WRITTEN EXERCISE >>
Retype every line of the data below with no changes.

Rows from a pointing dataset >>
------------

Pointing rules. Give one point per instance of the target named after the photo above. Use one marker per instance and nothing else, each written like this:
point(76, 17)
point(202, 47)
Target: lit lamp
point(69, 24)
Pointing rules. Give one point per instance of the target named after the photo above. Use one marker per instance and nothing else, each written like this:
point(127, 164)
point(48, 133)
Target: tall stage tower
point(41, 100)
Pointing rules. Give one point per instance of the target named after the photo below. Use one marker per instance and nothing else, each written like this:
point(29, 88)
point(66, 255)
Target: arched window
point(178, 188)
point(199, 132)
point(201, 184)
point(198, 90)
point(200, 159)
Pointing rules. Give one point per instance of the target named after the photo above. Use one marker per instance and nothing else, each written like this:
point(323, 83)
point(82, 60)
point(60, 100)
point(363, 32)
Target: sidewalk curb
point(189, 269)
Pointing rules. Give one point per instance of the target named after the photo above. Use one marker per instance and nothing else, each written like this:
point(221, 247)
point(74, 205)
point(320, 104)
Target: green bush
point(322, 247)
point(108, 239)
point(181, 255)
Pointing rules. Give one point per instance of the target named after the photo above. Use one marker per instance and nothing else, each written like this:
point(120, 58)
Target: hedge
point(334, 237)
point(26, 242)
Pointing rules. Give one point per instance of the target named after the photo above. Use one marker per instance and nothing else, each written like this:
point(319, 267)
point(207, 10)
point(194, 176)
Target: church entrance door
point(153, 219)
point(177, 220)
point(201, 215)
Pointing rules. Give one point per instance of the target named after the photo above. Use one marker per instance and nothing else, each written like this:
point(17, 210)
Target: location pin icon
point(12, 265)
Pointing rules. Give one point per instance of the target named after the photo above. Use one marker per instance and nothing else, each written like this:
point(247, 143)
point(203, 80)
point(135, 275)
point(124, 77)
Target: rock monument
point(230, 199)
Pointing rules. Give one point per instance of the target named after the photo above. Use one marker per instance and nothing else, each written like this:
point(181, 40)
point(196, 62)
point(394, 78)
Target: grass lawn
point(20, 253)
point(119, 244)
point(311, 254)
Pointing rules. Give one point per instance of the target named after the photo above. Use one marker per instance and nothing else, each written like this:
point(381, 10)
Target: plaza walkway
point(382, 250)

------------

THE RESPONSE >>
Pointing rules. Give one point per instance of the target named after the photo above. Use one marker per instance and nothing else, each written like this:
point(76, 17)
point(202, 47)
Target: lit lamp
point(69, 24)
Pointing rules. Give one point per instance of the target named after the photo above. Use one marker per instance and nothing else, each written like this:
point(127, 164)
point(48, 133)
Target: tall stage tower
point(41, 100)
Pointing rules. Give one point per instance of the target named after the photo below. Use one marker per instance and nothing else, each written like this:
point(29, 88)
point(66, 255)
Target: arched window
point(178, 188)
point(199, 132)
point(201, 184)
point(198, 90)
point(200, 159)
Pointing rules. Give one point per instance of the target named after the photo above. Use one marker per instance and nothing else, each written like this:
point(323, 83)
point(82, 60)
point(60, 100)
point(363, 32)
Target: sidewalk curb
point(189, 269)
Pointing rules. Give one point per instance of the target named after the photo above. Use one marker per instance and nothing else, each written like this:
point(221, 247)
point(74, 205)
point(320, 104)
Target: green bush
point(322, 247)
point(108, 239)
point(181, 255)
Pointing rules. Give one point per instance of the target named after the photo above. Use one marker per instance and nothing else, each written like this:
point(120, 58)
Target: hedge
point(334, 237)
point(26, 242)
Pointing rules. Give one point per instance of the target named after the photo above. Use one marker per instance and nothing else, each written like this:
point(319, 267)
point(207, 10)
point(194, 176)
Target: church entrance door
point(153, 219)
point(177, 220)
point(201, 215)
Pointing rules. Give one point per instance of the target named after the photo above. Use one marker per instance and nothing else, each written like this:
point(17, 210)
Target: location pin icon
point(12, 265)
Pointing rules. Give one point per instance of the target named after the photo above. Use one marker per instance and nothing else, each written like this:
point(247, 143)
point(203, 80)
point(135, 275)
point(124, 77)
Target: rock monument
point(230, 199)
Pointing rules. Give one point per instance of the target named after the photo above. Use one marker per instance and nothing else, each written like this:
point(181, 40)
point(196, 62)
point(394, 78)
Target: grass lawn
point(20, 253)
point(119, 244)
point(311, 254)
Pointing rules. Give one point per instance of the target named after the photo above. Use one marker per instance and nothing else, each written like this:
point(381, 10)
Target: plaza walkway
point(382, 250)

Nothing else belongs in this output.